Caroline Renoux (EXEC M10) : « À terme, on ne pourra plus faire carrière sans maîtriser la RSE »
Caroline Renoux (EXEC M10) a récemment publié 5 étapes pour se reconvertir dans la RSE et l’impact. Un guide pour les cadres et dirigeants qui veulent donner plus de sens à leur travail, par une experte de ces métiers.
ESSEC Alumni : Quel parcours avez-vous suivi dans la RSE ?
Caroline Renoux : En 2010, j’ai fondé Birdeo, le premier cabinet de recrutement spécialisé en RSE, ESG et impact en France. En 2018, j’ai publié un premier ouvrage, Faire carrière dans la RSE. En 2020, je lance People4Impact, plateforme de référence pour la mise en relation de freelances avec les entreprises dans le but d’accélérer la transition écologique. En 2022, j’ai créé la branche Executive Search de Birdeo pour les comités de direction et comité exécutif souhaitant incorporer des cadres dirigeants en mesure d’intégrer les enjeux sociétaux et environnementaux dans les business modèles.
EA : Pourquoi publier un ouvrage sur ce sujet aujourd’hui ?
C. Renoux : D’une part, les cadres expérimentés sont de plus en plus nombreux à vouloir mettre plus de sens dans leur travail… sans pour autant rêver de devenir agriculteur dans le Larzac. D’autre part, les décideurs – dirigeants, conseils d’administration, fonds d’investissement – imposent de plus en plus aux entreprises de respecter les enjeux sociétaux et les limites planétaires. Reste à savoir comment faire. Je mets à profits mes 15 ans d’expérience pour donner certaines clés et aider à détecter les profils capables de changer la donne.
EA : Que préconisez-vous dans votre ouvrage ?
C. Renoux : Comme le titre l’indique, je structure mon propos en 5 étapes. La première étape pose les bases en expliquant ce que recouvre l’acronyme RSE et en définissant différents mots clés qui lui sont reliés : finance responsable, économie régénérative… La seconde étape invite à s’interroger sur ses appétences, ses aspirations, son parcours. La troisième étape explique comment se former : il est illusoire de penser qu’on devient expert en se contentant de suivre une Fresque du climat ! La quatrième étape donne la parole à des cadres et des dirigeants qui exposent comment ils intègrent concrètement la RSE dans leurs activités. La cinquième étape retrace une quinzaine de parcours de professionnels particulièrement inspirants, en s’attardant sur leur point de bascule et sur la manière de procéder. Chaque étape se conclue par une série de petits exercices permettant au lecteur de récapituler ce qu’il a appris et de faire le point sur ce qu’il souhaite mettre en place à son tour.
EA : Quel impact espérez-vous avoir avec cet ouvrage ?

====================

> **Consignes**
#1 Dans l'entretien, relevez toutes les années que Caroline Renoux cite pour retracer son parcours dans la RSE, avec l'événement associé à chacune.
#2 Dans l'entretien, renommez « cadres expérimentés » en « professionnels chevronnés », puis recopiez le passage à partir des mots « EA : Pourquoi » et jusqu'aux mots « votre ouvrage ? » inclus.

====================

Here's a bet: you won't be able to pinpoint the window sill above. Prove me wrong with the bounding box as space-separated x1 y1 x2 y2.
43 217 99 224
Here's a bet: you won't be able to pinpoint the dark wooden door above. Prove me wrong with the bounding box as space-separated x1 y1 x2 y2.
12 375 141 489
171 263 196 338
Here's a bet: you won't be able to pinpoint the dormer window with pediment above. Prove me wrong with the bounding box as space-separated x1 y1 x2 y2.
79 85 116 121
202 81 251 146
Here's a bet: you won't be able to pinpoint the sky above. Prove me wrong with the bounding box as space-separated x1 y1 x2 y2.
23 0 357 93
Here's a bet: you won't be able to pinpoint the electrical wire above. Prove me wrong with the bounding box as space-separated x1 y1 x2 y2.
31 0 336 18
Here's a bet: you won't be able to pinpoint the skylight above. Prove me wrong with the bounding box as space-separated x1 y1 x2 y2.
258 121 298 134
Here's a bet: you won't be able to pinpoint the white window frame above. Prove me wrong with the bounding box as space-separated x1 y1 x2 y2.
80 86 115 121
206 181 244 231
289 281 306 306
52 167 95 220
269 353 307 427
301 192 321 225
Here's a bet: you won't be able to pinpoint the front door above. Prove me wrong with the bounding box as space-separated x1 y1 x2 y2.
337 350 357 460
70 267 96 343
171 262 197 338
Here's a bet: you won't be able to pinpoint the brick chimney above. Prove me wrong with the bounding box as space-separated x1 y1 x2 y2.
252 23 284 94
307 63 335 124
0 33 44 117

====================

> **Corrigé**
#1
- 2010 : elle fonde Birdeo, le premier cabinet de recrutement spécialisé en RSE, ESG et impact en France.
- 2018 : elle publie un premier ouvrage, Faire carrière dans la RSE.
- 2020 : elle lance People4Impact, une plateforme de mise en relation de freelances avec les entreprises.
- 2022 : elle crée la branche Executive Search de Birdeo.

#2
EA : Pourquoi publier un ouvrage sur ce sujet aujourd’hui ?
C. Renoux : D’une part, les professionnels chevronnés sont de plus en plus nombreux à vouloir mettre plus de sens dans leur travail… sans pour autant rêver de devenir agriculteur dans le Larzac. D’autre part, les décideurs – dirigeants, conseils d’administration, fonds d’investissement – imposent de plus en plus aux entreprises de respecter les enjeux sociétaux et les limites planétaires. Reste à savoir comment faire. Je mets à profits mes 15 ans d’expérience pour donner certaines clés et aider à détecter les profils capables de changer la donne.
EA : Que préconisez-vous dans votre ouvrage ?